An exact transcription of all the data is required; the pictures are to be left out.
── Given data ──
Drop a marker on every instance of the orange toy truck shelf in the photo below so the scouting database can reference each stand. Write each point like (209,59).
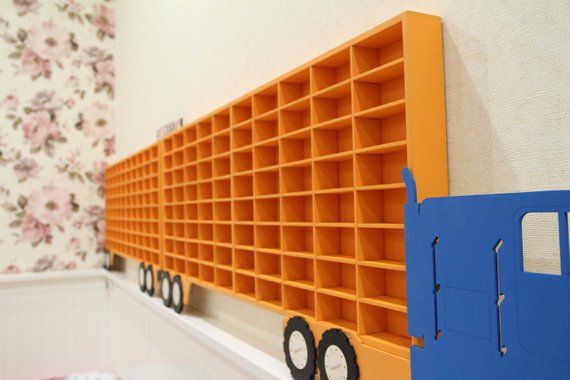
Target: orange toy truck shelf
(291,197)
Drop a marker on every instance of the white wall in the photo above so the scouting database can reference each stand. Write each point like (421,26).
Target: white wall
(507,68)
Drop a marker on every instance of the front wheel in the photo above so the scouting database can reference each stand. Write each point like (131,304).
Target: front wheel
(177,294)
(142,277)
(337,359)
(166,289)
(149,280)
(299,348)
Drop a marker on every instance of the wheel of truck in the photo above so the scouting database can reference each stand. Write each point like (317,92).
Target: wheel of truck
(166,289)
(149,280)
(336,357)
(299,348)
(177,296)
(142,277)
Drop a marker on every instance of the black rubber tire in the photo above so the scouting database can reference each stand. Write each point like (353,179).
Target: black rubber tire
(142,283)
(149,287)
(177,281)
(338,338)
(166,298)
(308,372)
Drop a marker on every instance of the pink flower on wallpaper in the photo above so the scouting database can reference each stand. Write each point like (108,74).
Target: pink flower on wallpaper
(26,6)
(25,169)
(104,19)
(10,102)
(39,129)
(33,65)
(105,74)
(11,269)
(97,121)
(34,231)
(51,205)
(98,174)
(46,101)
(50,41)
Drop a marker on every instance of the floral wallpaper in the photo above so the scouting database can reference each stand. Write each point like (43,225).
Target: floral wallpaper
(56,131)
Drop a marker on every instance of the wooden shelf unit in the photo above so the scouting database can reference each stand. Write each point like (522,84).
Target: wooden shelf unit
(132,212)
(292,195)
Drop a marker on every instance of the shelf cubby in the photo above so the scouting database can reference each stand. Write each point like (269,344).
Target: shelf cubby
(223,256)
(336,278)
(204,129)
(297,209)
(334,207)
(334,174)
(330,71)
(242,136)
(223,233)
(207,273)
(221,144)
(384,328)
(242,161)
(332,141)
(268,237)
(264,130)
(221,120)
(380,206)
(224,279)
(268,264)
(223,211)
(221,166)
(245,260)
(243,186)
(378,50)
(381,247)
(335,242)
(295,116)
(206,252)
(296,179)
(265,100)
(298,239)
(295,147)
(294,87)
(245,285)
(266,183)
(205,191)
(222,189)
(332,104)
(336,310)
(269,292)
(382,287)
(369,95)
(243,235)
(241,111)
(266,155)
(267,210)
(299,271)
(301,301)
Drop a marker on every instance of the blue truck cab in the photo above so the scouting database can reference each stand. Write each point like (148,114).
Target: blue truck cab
(474,309)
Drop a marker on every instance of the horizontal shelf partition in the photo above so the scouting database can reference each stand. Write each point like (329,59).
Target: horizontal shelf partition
(292,196)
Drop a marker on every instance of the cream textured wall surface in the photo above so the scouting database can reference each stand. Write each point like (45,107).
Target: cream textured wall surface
(507,72)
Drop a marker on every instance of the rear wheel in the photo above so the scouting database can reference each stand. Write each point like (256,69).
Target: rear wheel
(142,277)
(177,294)
(166,289)
(337,359)
(299,348)
(149,280)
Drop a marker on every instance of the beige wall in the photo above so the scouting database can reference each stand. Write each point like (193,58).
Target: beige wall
(507,68)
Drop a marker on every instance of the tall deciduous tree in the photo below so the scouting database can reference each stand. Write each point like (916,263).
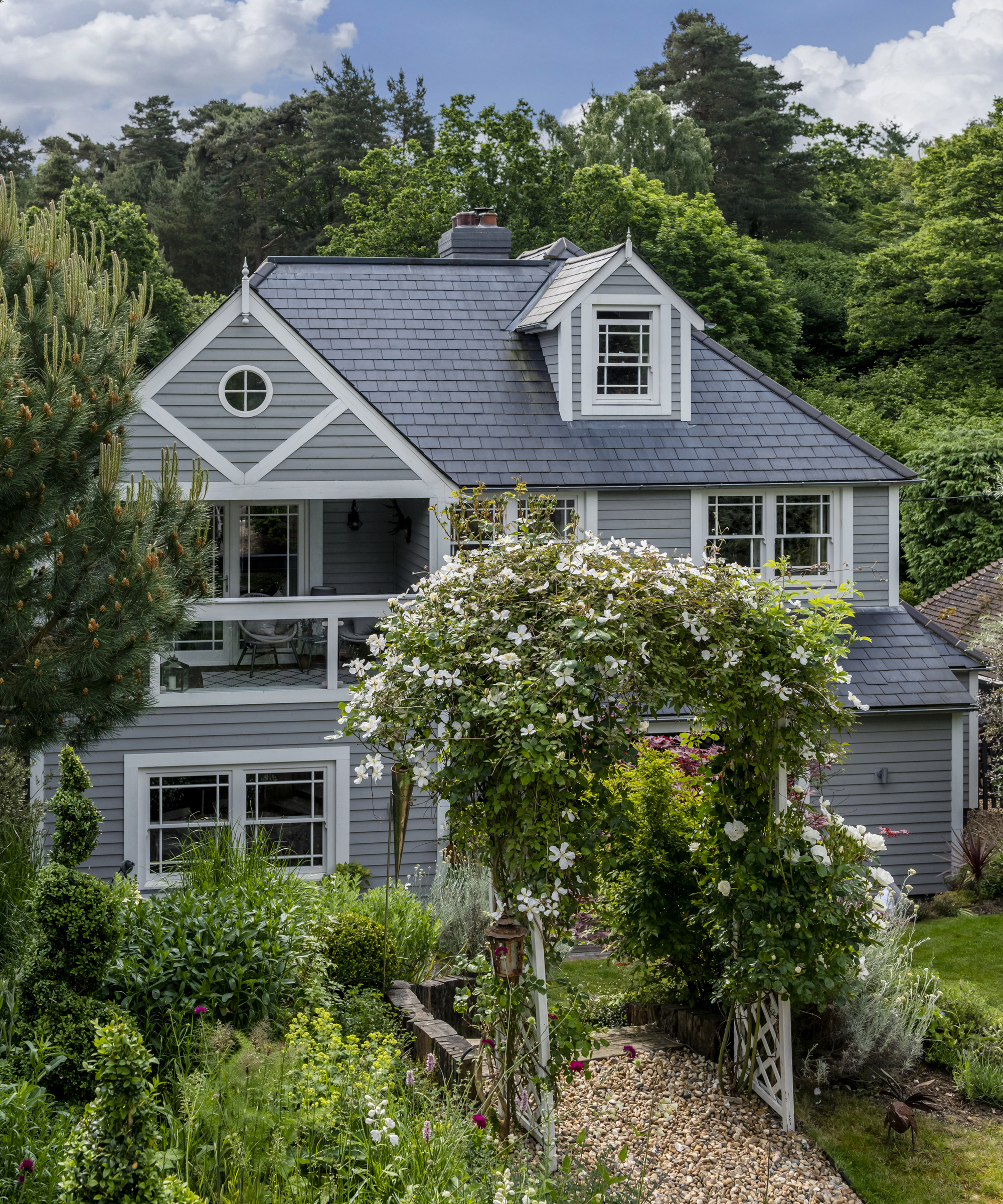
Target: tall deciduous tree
(94,577)
(635,129)
(744,110)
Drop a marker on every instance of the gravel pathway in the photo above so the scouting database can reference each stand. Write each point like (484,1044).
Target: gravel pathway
(688,1141)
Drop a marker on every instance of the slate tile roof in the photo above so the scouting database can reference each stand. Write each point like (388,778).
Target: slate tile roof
(427,342)
(905,665)
(960,607)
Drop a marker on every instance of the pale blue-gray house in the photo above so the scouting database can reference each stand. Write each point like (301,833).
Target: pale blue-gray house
(334,401)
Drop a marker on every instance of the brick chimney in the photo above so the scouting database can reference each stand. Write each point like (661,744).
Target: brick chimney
(476,235)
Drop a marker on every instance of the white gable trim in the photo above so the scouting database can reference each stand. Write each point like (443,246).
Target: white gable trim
(434,481)
(587,288)
(314,363)
(193,442)
(305,434)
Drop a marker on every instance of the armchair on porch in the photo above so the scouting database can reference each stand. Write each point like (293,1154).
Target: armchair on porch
(265,634)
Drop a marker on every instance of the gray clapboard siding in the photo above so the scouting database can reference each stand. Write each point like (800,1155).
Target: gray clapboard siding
(626,278)
(345,450)
(548,345)
(176,729)
(362,561)
(871,545)
(413,558)
(193,394)
(659,516)
(917,751)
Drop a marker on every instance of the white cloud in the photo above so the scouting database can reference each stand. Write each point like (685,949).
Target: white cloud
(931,82)
(80,64)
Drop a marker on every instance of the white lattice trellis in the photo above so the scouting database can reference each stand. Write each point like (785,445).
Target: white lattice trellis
(773,1076)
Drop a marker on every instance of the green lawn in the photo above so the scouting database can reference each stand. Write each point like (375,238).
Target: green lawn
(595,973)
(966,948)
(951,1163)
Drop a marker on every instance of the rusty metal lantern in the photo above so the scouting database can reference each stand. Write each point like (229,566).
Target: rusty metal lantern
(505,941)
───
§ **Exercise result**
Drop a marker on every instance of the orange toy truck shelf in the photo below so the scouting database can reference each stand. Write each point like (209,59).
Target: orange toy truck shelf
(291,197)
Drop a marker on every instance of the white wall in the photo above so the scouting database can reference each stand. Write each point like (421,26).
Target: white wall
(507,68)
Drop a marker on every instance of the front wheel in the photo above so the scouting database can reference each stand. Write each point like (131,304).
Target: front wheel
(177,294)
(142,277)
(337,359)
(166,289)
(149,280)
(299,348)
Drop a marker on every instance of the wheel of truck in the photo above so the scouting database can reference each stand. Write each point like (317,92).
Target: wheel of truck
(166,289)
(149,280)
(336,357)
(299,348)
(177,296)
(142,277)
Drop a marker on every instance of the black rubber tire in the photo above so the scouting database can reference each stand. Write each point like (353,179).
Target: black rubber tire
(142,283)
(149,287)
(177,281)
(338,338)
(166,298)
(308,372)
Drop a marker on every instance of the pink flower on wallpaper in the photo above so the scouting database can reference each stand. Write each point like (108,74).
Target: pink flower on wallpaper
(26,6)
(25,169)
(104,19)
(10,102)
(39,129)
(33,65)
(105,74)
(11,269)
(97,121)
(34,231)
(51,205)
(98,174)
(46,101)
(50,41)
Drop a marker on every instance of the floral wallpaper in the photo above so the scouting database can reference each stand. Write each point like (43,225).
Target: floral wallpaper
(56,131)
Drop a marker on every instance of the wooden shelf unit in the photo above so the scouting database can reference each stand. Write each point like (522,84).
Target: wooden shelf unit
(132,212)
(292,195)
Drop a marker on every instance of the shelf cubby in the photo above so the scouting database can reference each stand. Write each point like (269,344).
Target: shelf cubby
(223,256)
(336,278)
(204,129)
(297,209)
(334,207)
(334,174)
(330,71)
(242,136)
(223,233)
(207,273)
(221,144)
(384,328)
(242,161)
(332,141)
(268,237)
(264,130)
(221,120)
(380,206)
(224,279)
(268,264)
(223,211)
(221,166)
(245,260)
(243,186)
(378,50)
(381,247)
(335,242)
(295,116)
(206,252)
(296,179)
(265,100)
(298,239)
(295,147)
(294,87)
(245,285)
(266,183)
(205,191)
(222,189)
(332,104)
(336,310)
(269,292)
(382,287)
(369,95)
(243,235)
(241,111)
(266,155)
(267,210)
(299,271)
(301,301)
Drop a marker on every instance of the blue truck cab in the photo above so the scouting database can reference each stand. Write each point like (148,114).
Target: blue truck cab
(474,309)
Drop a marker on every instance of the horizontal shelf partition in the photo above so the scouting database can reference each stand. Write each point like (329,59).
Target: horizontal shelf partition
(292,196)
Drop a marker on every instance of the cream textured wall surface in the photo above so the scouting database can reference each stand. Write each point like (45,107).
Target: cream textured wall surface
(507,72)
Drop a marker on every instance of the rear wheel in the photo above so the scouting database can reference each stand. Write each point like (256,69).
Target: rear wheel
(142,277)
(177,294)
(166,289)
(337,359)
(299,348)
(149,280)
Drop a marker on every instance of the beige wall in the photo above so the scouting database can reference each stand. Write each point like (193,58).
Target: beige wall
(507,68)
Drop a marker on every instance of the tall deciduous tree in the photo below so the scouting database can reference each stand. Write each point like (916,263).
Target: tall deciduous tree
(94,577)
(635,129)
(744,110)
Drop a marker on every instance of the gravel pathway in the photo above so the scouting database can reference each stand. Write each point like (484,1044).
Target: gravel pathway
(688,1141)
Drop a marker on every instance of the slate tile roof in the photo above so the scouting database can reference each stand. Write each point like (388,778).
Target: slate tile roof
(427,342)
(905,665)
(960,607)
Drop a marker on every instance of the pale blue-gray house in the photo above so the scouting database can reference each stand. Write each point like (301,833).
Target: pale blue-gray house
(334,401)
Drop a marker on every instance of the brick chimney in the photo above so the scouting database can reference each stand. Write each point like (661,744).
Target: brick chimney
(476,235)
Drop a marker on every instance of the white gable trim in the photo above so the scouting database can reference each stand. Write each point like (443,246).
Target: white gable trim
(434,481)
(587,288)
(314,363)
(193,442)
(305,434)
Drop a marker on every instance of the armchair on porch in the photo above so the scouting database can reference each stand. Write each point like (293,1154).
Target: armchair on porch
(265,634)
Drop a marker on every instance of the gray clapboard siding in the photo above so the scouting database can reference each stand. Write each point like (800,1155).
Target: gray clapboard siding
(626,278)
(345,450)
(548,345)
(176,729)
(362,561)
(871,545)
(413,558)
(193,394)
(659,516)
(917,751)
Drop a marker on every instance of the white cloud in the photo above so the scouting database can reference each stand. Write each point like (685,949).
Target: white cloud
(931,82)
(80,64)
Drop a marker on every instance of the white lattice trellis in the photo above so the scouting database can reference each stand. Write each point like (785,445).
Target: white lattice trellis
(773,1076)
Drop a marker on every instance of the green lawn in the photo above so the scouting database can reference each stand. Write each point like (375,238).
Target: green lawn
(595,973)
(966,948)
(951,1163)
Drop a marker on every instance of the rusty metal lantern in the photo above so the scouting database can reference each stand. Write each point like (229,566).
Target: rusty metal lantern
(505,941)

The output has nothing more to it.